-- start of EXCERPT --

Aditya Singh
Gradient Ascent

Gradient Ascent

Demystifying Probability Distributions(Part - 2)

Demystifying Probability Distributions(Part - 2)

Aditya Singh's photo
Aditya Singh
·Oct 18, 2021·

8 min read

Continuing from where we left off in the previous part of the statistics series, let's talk about the remaining probability distributions, starting with the binomial distribution.

Binomial Distribution

Bernoulli Trial

Bernoulli trial is a random experiment that has exactly two possible outcomes and the probability of each outcome remains the same each time the experiment is conducted.

\[ P(X = x) = \begin{cases} p &\text{if } 1 \\ (1 - p) &\text{if } 0 \end{cases} \]

A coin flip is an example of an experiment with a binary outcome. Coin flips meet the other requirement as well — the outcome of each individual coin flip is independent of all the others. The outcomes of the experiment don’t need to be equally likely as they are with flips of a fair coin, the following things also meet the prerequisites of the Bernoulli trial:

  • The answer to a True or False question
  • Winning or losing a game of Blackjack
  • Attempting to convince visitors of a website to buy a product, the yes or no outcome is whether they make a purchase.

What is binomial distribution?

The binomial distribution is the probability distribution of a series of random Bernoulli trials that produce binary outcomes, each of these outcomes is independent of the rest.

A series of 5 coin flips is a straightforward example, using the formula mentioned below we can get the probabilities of getting 1, 2, 3, 4, or 5 heads.

\[ P(X) = \binom{n}{x}p^x(1-p)^{n-x} \]

Here

  • \(n\) is the total number of trials of an event.
  • \(x\) corresponds to the number of times an event should occur.
  • \(p\) is the probability that the event will occur.
  • \(1-p\) is the probability that the event will not occur.
  • \( \binom{n}{x}\) is the formula for all possible combinations,i.e., \( \frac{n!}{x!(n-x)!}\)

Let's use this to calculate the probability of getting 5 heads in 10 tosses, and verify the findings by simulating the experiment 10,000 times.

\[ P(X) = \binom{10}{5}\frac{1}{2}^5(1-\frac{1}{2})^{5} \]

\[ => .246 \]

import numpy as np

trials = 10000
n = 10
p = 0.5

prob_5 = sum([1 for i in np.random.binomial(n, p, size = trials) if i==5])/trials
print('The probability of 5 heads is: ' + str(prob_5))
The probability of 5 heads is: 0.242

But what if you wanted to plot the distribution of probabilities for all possible values of \(x\)?

import matplotlib.pyplot as plt
import seaborn as sns

# Number of trials
trials = 1000
# Number of independent experiments in each trial
n = 10
# Probability of success for each experiment
p = 0.5

# Function that runs our coin toss trials
def run_trials(trials, n, p):
    head = []
    for i in range(trials):
        toss = [np.random.random() for i in range (n) ]
        head.append (len ([i for i in toss if i>=0.50]))
    return head

heads = run_trials(trials, n, p)

# Ploting the results as a histogram
fig, ax = plt.subplots(figsize=(14,7))
ax = sns.distplot(heads, bins=11, label='simulation results')

ax.set_xlabel("Number of Heads",fontsize=16)
ax.set_ylabel("Frequency",fontsize=16)

-- end of EXCERPT --

> **TASK GOAL**: Please quote the binomial distribution post word for word, starting at "The binomial distribution is" and ending at "event should occur.". The records that come next have no connection to the binomial distribution post.

-- start of LISTING --

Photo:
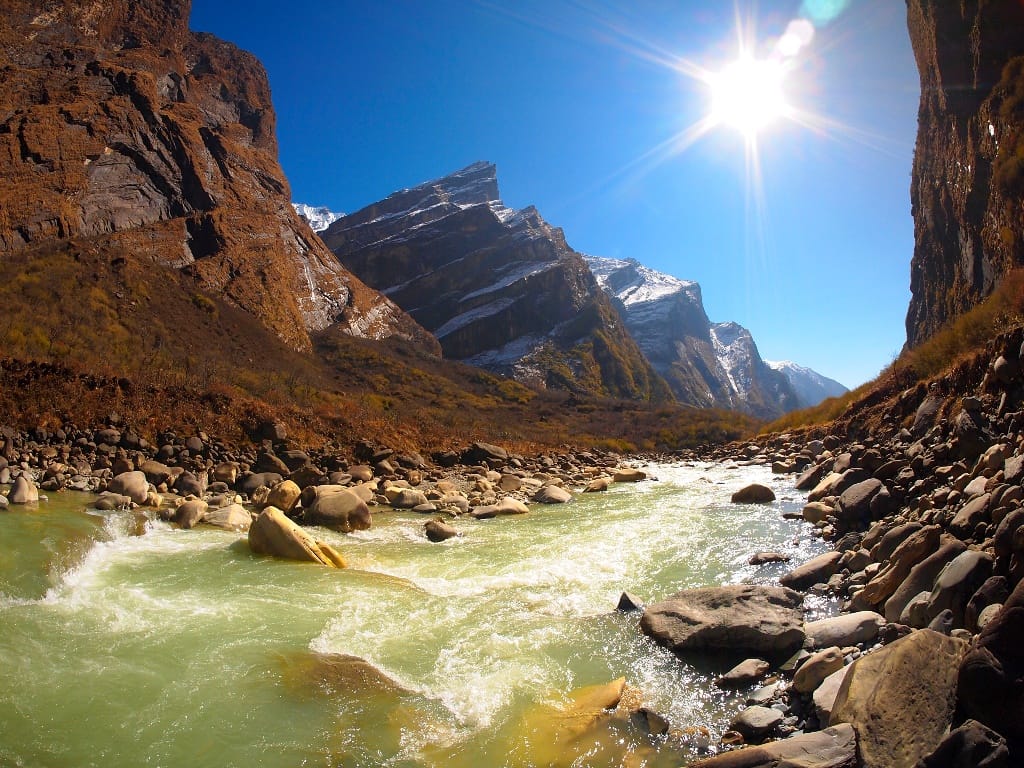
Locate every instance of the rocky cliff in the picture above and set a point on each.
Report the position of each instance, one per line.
(707, 365)
(968, 181)
(120, 126)
(500, 288)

-- end of LISTING --

> **SOLUTION**:
The binomial distribution is the probability distribution of a series of random Bernoulli trials that produce binary outcomes, each of these outcomes is independent of the rest.

A series of 5 coin flips is a straightforward example, using the formula mentioned below we can get the probabilities of getting 1, 2, 3, 4, or 5 heads.

\[ P(X) = \binom{n}{x}p^x(1-p)^{n-x} \]

Here

  • \(n\) is the total number of trials of an event.
  • \(x\) corresponds to the number of times an event should occur.